目標
「Here's a bet: you won't be able to pinpoint the cracked」を含む行から「370 137 550 550」を含む行までの部分だけを、「wooden plank」を「wooden board」に差し替えて書き直してください。それ以外は一字も変えないこと。

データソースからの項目
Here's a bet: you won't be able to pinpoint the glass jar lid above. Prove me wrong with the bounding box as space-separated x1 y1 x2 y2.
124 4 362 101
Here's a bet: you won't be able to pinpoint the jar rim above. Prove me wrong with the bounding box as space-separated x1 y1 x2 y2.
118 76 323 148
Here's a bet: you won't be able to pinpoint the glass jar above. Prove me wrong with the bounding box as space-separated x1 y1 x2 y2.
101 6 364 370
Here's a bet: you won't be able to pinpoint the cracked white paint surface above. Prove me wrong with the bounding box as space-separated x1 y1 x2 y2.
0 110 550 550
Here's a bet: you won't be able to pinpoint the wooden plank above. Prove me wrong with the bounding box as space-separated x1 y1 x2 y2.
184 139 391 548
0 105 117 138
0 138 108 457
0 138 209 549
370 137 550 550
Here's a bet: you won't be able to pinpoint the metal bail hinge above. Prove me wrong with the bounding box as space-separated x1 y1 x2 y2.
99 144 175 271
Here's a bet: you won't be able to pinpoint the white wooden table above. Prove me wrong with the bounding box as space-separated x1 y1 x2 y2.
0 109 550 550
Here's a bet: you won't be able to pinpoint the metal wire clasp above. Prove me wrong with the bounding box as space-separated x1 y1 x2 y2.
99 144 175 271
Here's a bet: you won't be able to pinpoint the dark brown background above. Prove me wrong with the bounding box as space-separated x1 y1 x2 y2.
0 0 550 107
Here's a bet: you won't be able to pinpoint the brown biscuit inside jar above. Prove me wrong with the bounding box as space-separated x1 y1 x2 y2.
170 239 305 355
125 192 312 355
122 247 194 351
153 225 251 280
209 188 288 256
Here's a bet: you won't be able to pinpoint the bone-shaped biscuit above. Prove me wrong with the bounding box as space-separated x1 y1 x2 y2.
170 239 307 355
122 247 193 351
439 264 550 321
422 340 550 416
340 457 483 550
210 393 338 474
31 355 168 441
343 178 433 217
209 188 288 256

解答
Here's a bet: you won't be able to pinpoint the cracked white paint surface above. Prove me wrong with the bounding box as space-separated x1 y1 x2 y2.
0 110 550 550
Here's a bet: you won't be able to pinpoint the wooden board above. Prove me wrong with the bounding box as space-separated x1 y1 x2 y2.
184 139 391 548
0 105 117 138
0 138 108 457
0 138 209 549
370 137 550 550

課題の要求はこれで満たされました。